- Passage fourni -
---------------

Il faudra toutefois faire vite, car les conséquences néfastes de notre conception actuelle du développement ne feront que s'aggraver et s'accélérer. «On dit partout qu'il y a un consensus sur le besoin d'un nouvel indicateur de développement humain, mais je ne vois aucune indication de l'application de ce consensus dans les faits. Tout cela est du théâtre et je crois que les gens s'en rendent de plus en plus compte», déplore cet auteur d'un récent ouvrage explorant justement ce que pourrait être un «indice de progrès véritable» qui remplacerait l'habituel produit intérieur brut (PIB).
Impact
Le mouvement d'occupation de cet automne semble avoir eu un résultat mitigé. Un sondage Senergis-Le Devoir rapportait en novembre que 85 % des Québécois avaient entendu parler du mouvement d'occupation commencé à New York. Moins de la moitié d'entre eux (46 %) disaient toutefois appuyer les revendications des indignés. De ce nombre, près de la moitié (45 %) critiquaient les pratiques douteuses du monde de la finance, mais presque autant dénonçaient «les taxes et impôts trop élevés» (40 %). Cette petite moitié de supporters en avait aussi, mais à un degré moindre, contre «l'endettement des gouvernements» (24 %) et les «inégalités croissantes» (24 %). L'aide aux démunis, la protection de l'environnement et l'emploi n'arrivaient que beaucoup plus bas dans la liste.

---------------

- Lignes présentées -
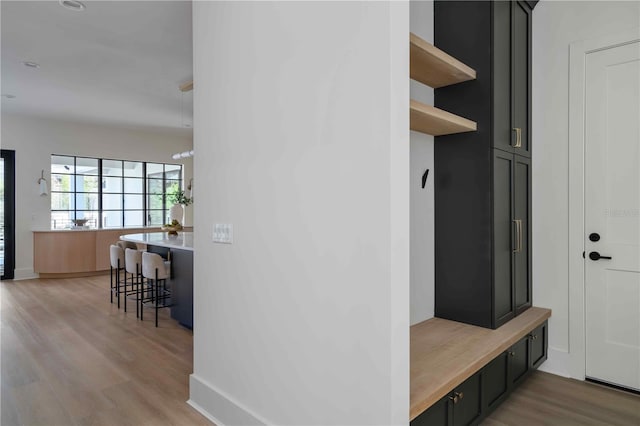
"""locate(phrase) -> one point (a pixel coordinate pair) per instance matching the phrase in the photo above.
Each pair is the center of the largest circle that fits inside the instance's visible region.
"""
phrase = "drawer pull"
(518, 143)
(518, 223)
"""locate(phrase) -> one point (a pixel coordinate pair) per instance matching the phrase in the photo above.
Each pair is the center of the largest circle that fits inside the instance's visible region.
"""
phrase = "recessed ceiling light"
(72, 5)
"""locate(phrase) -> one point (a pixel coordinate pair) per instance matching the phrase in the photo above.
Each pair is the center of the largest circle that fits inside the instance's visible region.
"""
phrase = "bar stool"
(156, 270)
(127, 244)
(116, 257)
(133, 266)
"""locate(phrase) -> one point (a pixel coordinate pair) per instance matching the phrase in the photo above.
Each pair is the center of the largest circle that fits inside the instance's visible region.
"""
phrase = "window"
(110, 193)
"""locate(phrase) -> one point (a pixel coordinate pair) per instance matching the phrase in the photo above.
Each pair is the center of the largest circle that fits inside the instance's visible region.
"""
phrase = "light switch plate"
(223, 233)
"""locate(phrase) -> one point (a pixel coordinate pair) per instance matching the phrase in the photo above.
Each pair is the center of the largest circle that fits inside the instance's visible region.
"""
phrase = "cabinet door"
(502, 237)
(522, 230)
(439, 414)
(519, 361)
(538, 345)
(501, 78)
(495, 382)
(467, 409)
(521, 77)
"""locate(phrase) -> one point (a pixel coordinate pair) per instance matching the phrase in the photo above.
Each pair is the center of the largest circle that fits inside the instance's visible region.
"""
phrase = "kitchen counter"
(76, 251)
(178, 249)
(182, 241)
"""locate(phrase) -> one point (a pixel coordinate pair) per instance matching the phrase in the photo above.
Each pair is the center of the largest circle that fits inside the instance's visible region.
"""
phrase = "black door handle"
(594, 255)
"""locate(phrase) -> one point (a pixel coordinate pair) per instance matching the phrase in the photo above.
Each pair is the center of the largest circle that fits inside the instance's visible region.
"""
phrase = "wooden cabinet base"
(75, 253)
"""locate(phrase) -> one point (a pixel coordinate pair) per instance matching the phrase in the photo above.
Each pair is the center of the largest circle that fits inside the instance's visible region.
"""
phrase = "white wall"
(35, 139)
(422, 207)
(301, 134)
(555, 26)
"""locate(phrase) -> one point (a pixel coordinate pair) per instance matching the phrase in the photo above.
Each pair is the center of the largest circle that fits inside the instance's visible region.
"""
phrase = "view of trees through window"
(110, 193)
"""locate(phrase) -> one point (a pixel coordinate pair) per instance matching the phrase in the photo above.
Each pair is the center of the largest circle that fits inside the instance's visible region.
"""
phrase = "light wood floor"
(546, 399)
(69, 357)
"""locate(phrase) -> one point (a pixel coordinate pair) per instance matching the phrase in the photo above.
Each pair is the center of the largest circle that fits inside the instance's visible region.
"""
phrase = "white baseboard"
(24, 274)
(207, 400)
(557, 363)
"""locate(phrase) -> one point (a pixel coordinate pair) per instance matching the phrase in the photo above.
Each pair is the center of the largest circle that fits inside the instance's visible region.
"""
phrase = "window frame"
(73, 210)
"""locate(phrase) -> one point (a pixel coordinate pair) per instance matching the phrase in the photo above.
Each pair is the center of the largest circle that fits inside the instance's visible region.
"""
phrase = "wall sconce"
(43, 184)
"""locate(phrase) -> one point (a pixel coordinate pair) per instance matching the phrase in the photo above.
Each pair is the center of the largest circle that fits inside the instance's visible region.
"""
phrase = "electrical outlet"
(223, 233)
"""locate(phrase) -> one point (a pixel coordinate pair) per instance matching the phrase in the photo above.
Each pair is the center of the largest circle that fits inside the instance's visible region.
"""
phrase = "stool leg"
(125, 289)
(118, 283)
(111, 282)
(137, 291)
(157, 296)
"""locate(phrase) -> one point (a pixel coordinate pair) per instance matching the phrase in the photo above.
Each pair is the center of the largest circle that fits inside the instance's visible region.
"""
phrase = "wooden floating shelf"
(435, 68)
(434, 121)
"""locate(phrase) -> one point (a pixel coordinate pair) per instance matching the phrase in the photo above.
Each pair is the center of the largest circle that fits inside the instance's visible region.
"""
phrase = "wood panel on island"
(435, 68)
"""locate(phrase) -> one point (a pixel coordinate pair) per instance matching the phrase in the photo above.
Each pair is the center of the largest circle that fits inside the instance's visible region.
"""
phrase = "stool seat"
(152, 262)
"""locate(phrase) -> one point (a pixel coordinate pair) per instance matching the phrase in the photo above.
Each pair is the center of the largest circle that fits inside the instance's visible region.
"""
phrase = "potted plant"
(179, 200)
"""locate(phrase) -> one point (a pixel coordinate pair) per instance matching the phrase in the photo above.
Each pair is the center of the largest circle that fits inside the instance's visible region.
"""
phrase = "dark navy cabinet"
(479, 395)
(181, 282)
(483, 179)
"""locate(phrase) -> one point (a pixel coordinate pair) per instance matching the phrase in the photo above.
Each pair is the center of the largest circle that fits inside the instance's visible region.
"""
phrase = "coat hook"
(424, 178)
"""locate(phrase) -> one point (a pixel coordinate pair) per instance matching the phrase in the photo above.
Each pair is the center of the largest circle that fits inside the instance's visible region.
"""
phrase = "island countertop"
(182, 241)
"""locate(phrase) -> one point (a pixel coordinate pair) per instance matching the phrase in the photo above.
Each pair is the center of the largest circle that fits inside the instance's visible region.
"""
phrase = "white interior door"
(612, 210)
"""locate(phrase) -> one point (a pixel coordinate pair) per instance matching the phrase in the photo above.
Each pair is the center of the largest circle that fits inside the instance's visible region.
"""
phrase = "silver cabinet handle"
(518, 143)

---------------

- Consignes -
1. Répondez aux questions suivantes d'après le passage fourni.
(a) Quel indice l'ouvrage de l'auteur cité explore-t-il pour remplacer le produit intérieur brut ?
(b) Selon le sondage Senergis-Le Devoir, quel pourcentage des Québécois avaient entendu parler du mouvement d'occupation ?
(c) Dans quelle ville le mouvement d'occupation avait-il commencé ?
2. Recopiez le passage fourni en commençant par «Il faudra toutefois» et en allant jusqu'à «intérieur brut (PIB).» inclusivement.

- Réponses -
1.
(a) Un «indice de progrès véritable».
(b) 85 %.
(c) À New York.

2.
Il faudra toutefois faire vite, car les conséquences néfastes de notre conception actuelle du développement ne feront que s'aggraver et s'accélérer. «On dit partout qu'il y a un consensus sur le besoin d'un nouvel indicateur de développement humain, mais je ne vois aucune indication de l'application de ce consensus dans les faits. Tout cela est du théâtre et je crois que les gens s'en rendent de plus en plus compte», déplore cet auteur d'un récent ouvrage explorant justement ce que pourrait être un «indice de progrès véritable» qui remplacerait l'habituel produit intérieur brut (PIB).